(Extracted text)

The ML predictions were compared against experimental and supporting MD simulations from literature^19,47,48. For the simplest example, we tested the docking of carboxylated GQDs to phenol-soluble modulin-α (PSM-α) peptide (PDB ID 5KHB). The prediction results match well with the MD simulation by displaying GQD docking near the N-terminus of the peptides¹⁹ (Fig. 5a). Also, we found that predicted interaction sites in the complex between hydroxylated GQDs and a monomer of human islet amyloid polypeptide (hIAPP, PDB idID 2L86) (Fig. 5b) match the experimental observations established independently from (1) comprehensive liquid chromatography with tandem mass spectrometry (LC–MS/MS) evaluation by Faridi et al.⁴⁷ and (2) quenching of the nanostructure autofluorescence in a dose-dependent manner by Wang et al.⁴⁸. However, the interaction sites change drastically when hIAPP fibril is formed (PDB IS 6ZRF) (Fig. 5c). Then, GQDs are bound onto the amyloid’s surface, which was again accurately identified in the DNN models using only GT + GE descriptors (Fig. 5c). ML predictions for the complex between short-cut carbon nanotube (CNT, 17 Å length) and human myeloperoxidase (hMPO, PDB ID 1CXP) pointed to two interaction sites that were nearly identical to those established by Kagan et al.⁴³ using MD simulations. Specifically, the tyrosine residues (nos. 293 and 313) and arginine residues (nos. 307 and 294) correctly emerged (Fig. 5d,e) as specific AAs in hMPO closely interacting with CNTs.

(End Extracted text)

* _Work instruction 1_: Decide whether each statement agrees with the passage on machine-learning predictions of nanostructure binding sites, and back each yes or no with the deciding words quoted from it. (a) The predicted docking of carboxylated GQDs to PSM-α puts them near the N-terminus of the peptides. (b) The interaction sites with hIAPP stay about the same once the hIAPP fibril forms. (c) The carbon nanotube in the hMPO complex was 17 Å long.
* _Work instruction 2_: In the passage on machine-learning predictions of nanostructure binding sites, which arginine residues in hMPO were found to closely interact with CNTs?

(Entries provided)

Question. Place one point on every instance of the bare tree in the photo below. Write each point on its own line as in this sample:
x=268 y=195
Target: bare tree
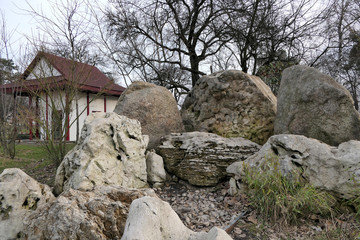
x=162 y=32
x=270 y=31
x=8 y=73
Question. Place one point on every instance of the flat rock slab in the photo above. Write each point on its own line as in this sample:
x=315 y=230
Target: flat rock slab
x=202 y=158
x=20 y=196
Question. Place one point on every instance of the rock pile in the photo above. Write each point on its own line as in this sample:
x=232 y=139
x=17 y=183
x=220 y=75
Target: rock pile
x=97 y=214
x=201 y=158
x=315 y=105
x=111 y=151
x=154 y=107
x=334 y=169
x=150 y=218
x=231 y=104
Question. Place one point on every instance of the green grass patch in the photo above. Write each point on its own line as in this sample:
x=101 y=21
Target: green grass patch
x=27 y=154
x=284 y=200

(End Entries provided)

* _Expected output 1_:
(a) Yes: "displaying GQD docking near the N-terminus of the peptides"
(b) No: "the interaction sites change drastically when hIAPP fibril is formed"
(c) Yes: "short-cut carbon nanotube (CNT, 17 Å length)"

* _Expected output 2_: Arginine residues nos. 307 and 294.